## Quoted passage

Music therapy is based on the understanding that all human beings have an innate response to music, which remains unchanged by illness, disability or emotional state. Our music therapists use improvised music-making informed by therapeutic theories to engage, reach out and support each person, whatever their disability, difficulties or diagnosis.
Who can benefit?
In music therapy, children and family members can experience music improvised uniquely for and with them. They will have the opportunity to interact and communicate musically and to express themselves in whatever way they can – using their body, voice or percussion instruments. Most of all, they will be forming a creative and therapeutic relationship with their music therapist.
What happens in a session?
Music therapy is led by the person receiving the support. The therapist will help to address specific therapeutic aims set out with you prior to starting the intervention. These will then be reviewed with you / your referrer or parent as appropriate and at regular intervals.
Referral reasons will be specific to each person but will mostly fall into these categories:
- Emotional expression
- Communication difficulties
- Supporting relationships: for example, where a primary relationship for family members may have been hampered due to separation and loss
- Bereavement support
Therapeutic aims will be specific to the person receiving the therapy, but may include, for example:
- To support emotional expression
- To raise self-esteem and confidence
- To increase communication, use of voice (non-verbal / verbal) and self-expression
- To increase interaction and relating
- To encourage control and choice
- To address specific physical and cognitive development aims
A session may include: exploring different sounds using easily accessible percussion instruments; exploring vocalisations together through adapted or familiar songs; hearing their own sounds reflected back by the therapist who is trained to mirror and match their emotional expression using music; song-writing; relaxing to music; hearing the therapist’s music to help support them to move in ways which benefit their overall wellbeing.
‘Jane came to us and began what can only be described as a magical and unimaginable journey. In this age of financial pressure on services, I would like to champion the value of such therapies, which for my son opened his heart, his world and his voice.’
How to request a referral
If you think you or someone in your family may benefit from music therapy, please talk to your family care coordinator. They can then request a referral to the wellbeing service, who will undertake an assessment of your needs before deciding upon the best intervention for you or your family member together with you.
Therapeutic music sessions as part of short break care…
We can also provide one-off therapeutic music sessions for children in our care, where staff and parents believe this will enhance their communication and emotional wellbeing during their stay with us.
These one-off sessions can be supported by care staff and led by our music therapists.

## Raw data

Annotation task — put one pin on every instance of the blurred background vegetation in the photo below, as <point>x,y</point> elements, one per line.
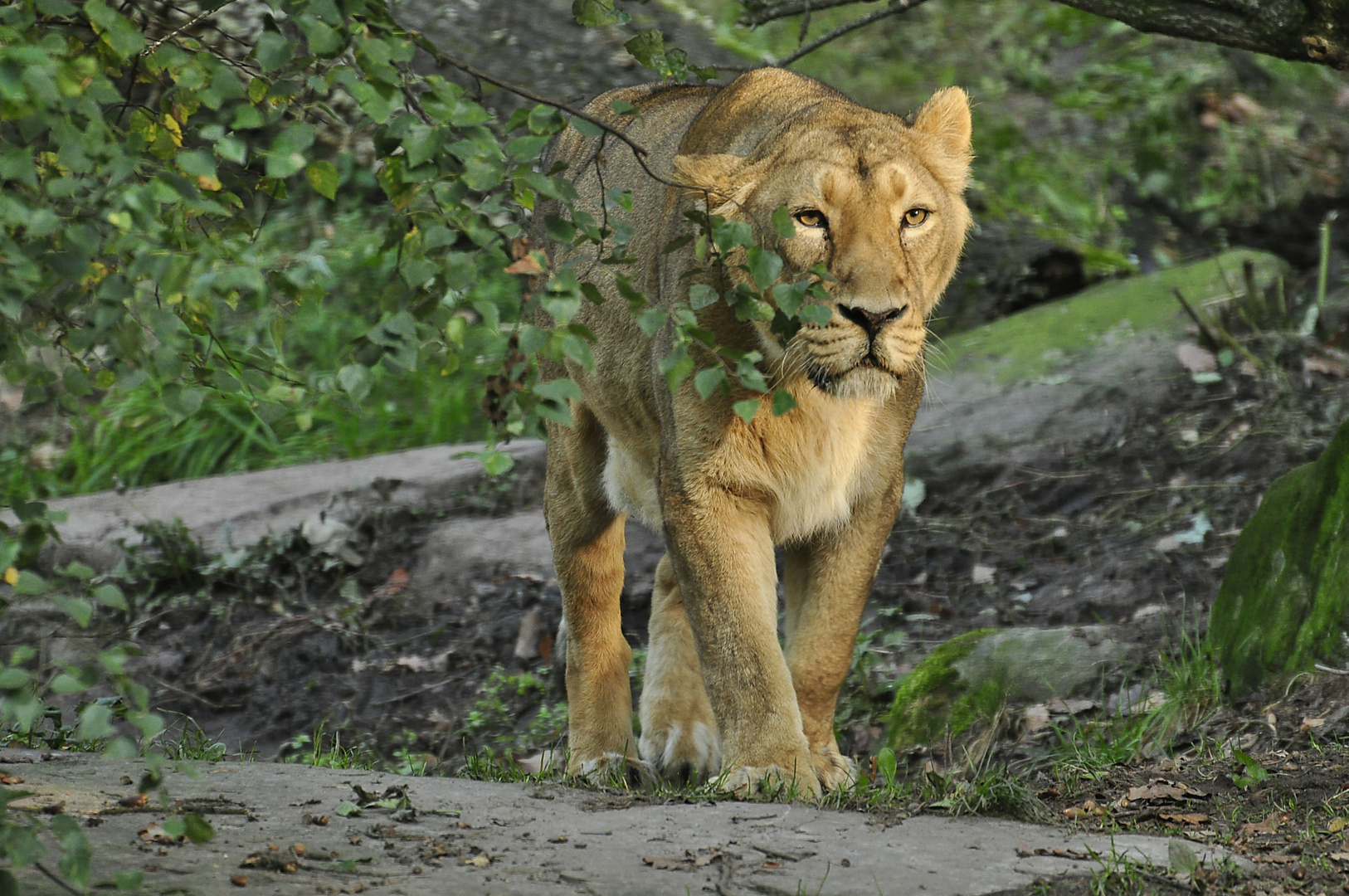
<point>1101,151</point>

## Activities
1 - Condense the paragraph of the music therapy page that begins "If you think you or someone in your family" into a short bulleted list that keeps its main facts.
2 - Reproduce the music therapy page word for word, from "Who can benefit?" to "their music therapist.".
The listing plays no part in this work.

## Responses by task
1 -
- If you or a family member may benefit from music therapy, talk to your family care coordinator.
- The coordinator can request a referral to the wellbeing service.
- The service assesses your needs.
- Together with you, it then decides on the best intervention for you or your family member.

2 -
Who can benefit?
In music therapy, children and family members can experience music improvised uniquely for and with them. They will have the opportunity to interact and communicate musically and to express themselves in whatever way they can – using their body, voice or percussion instruments. Most of all, they will be forming a creative and therapeutic relationship with their music therapist.